EXERCISE:
Using the records below, find how many lines hold the word "light" and reply with only that number.

── SUPPLIED DATA

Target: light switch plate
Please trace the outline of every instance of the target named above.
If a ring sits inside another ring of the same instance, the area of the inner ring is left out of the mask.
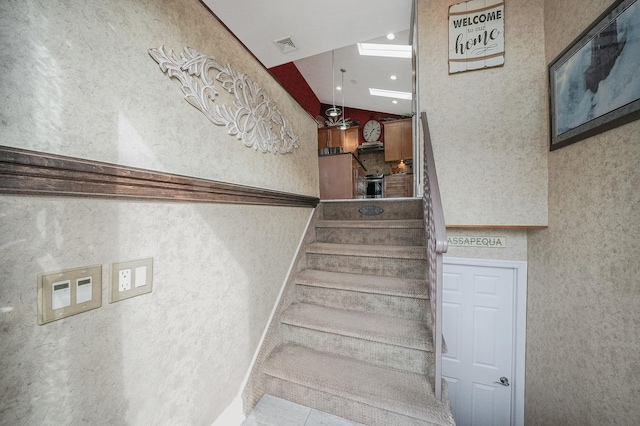
[[[152,257],[111,264],[109,303],[151,293],[152,286]]]
[[[45,272],[38,275],[38,325],[100,306],[102,306],[102,265]]]

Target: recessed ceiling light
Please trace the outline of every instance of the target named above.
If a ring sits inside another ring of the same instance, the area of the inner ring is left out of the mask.
[[[409,92],[397,92],[395,90],[384,89],[372,89],[369,88],[369,94],[372,96],[384,96],[387,98],[408,99],[411,100],[412,96]]]
[[[341,86],[336,86],[336,90],[342,90]]]
[[[411,46],[405,44],[358,43],[358,52],[362,56],[411,59]]]
[[[393,33],[387,34],[387,40],[393,40],[394,38],[396,38],[395,34],[393,34]]]
[[[398,101],[396,101],[395,99],[391,101],[392,104],[397,104]]]
[[[393,75],[391,75],[389,78],[390,78],[391,80],[396,80],[396,79],[398,78],[398,76],[396,76],[395,74],[393,74]]]

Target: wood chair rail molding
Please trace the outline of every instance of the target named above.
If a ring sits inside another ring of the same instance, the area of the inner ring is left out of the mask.
[[[0,194],[314,208],[317,197],[0,146]]]

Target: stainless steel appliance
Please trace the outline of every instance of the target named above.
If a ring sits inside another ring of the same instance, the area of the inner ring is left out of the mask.
[[[367,183],[366,198],[384,197],[384,175],[382,173],[367,175],[365,181]]]

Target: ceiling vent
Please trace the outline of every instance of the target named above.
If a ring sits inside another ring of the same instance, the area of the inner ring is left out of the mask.
[[[296,45],[293,44],[291,37],[285,37],[280,40],[276,40],[274,41],[274,43],[278,46],[278,48],[280,48],[280,51],[282,53],[289,53],[293,52],[294,50],[298,50]]]

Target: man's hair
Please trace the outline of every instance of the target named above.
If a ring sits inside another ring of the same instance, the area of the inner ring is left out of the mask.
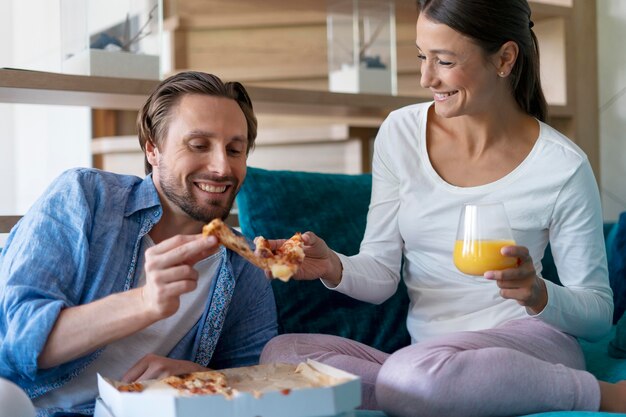
[[[172,110],[186,94],[201,94],[235,100],[246,117],[248,126],[246,153],[254,147],[257,120],[252,109],[252,102],[244,86],[238,82],[224,83],[215,75],[205,72],[181,72],[161,81],[150,94],[137,116],[139,145],[144,151],[146,174],[152,172],[152,165],[145,156],[146,143],[151,141],[157,148],[163,144],[169,128]]]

────

SOLUTION TO THE EXERCISE:
2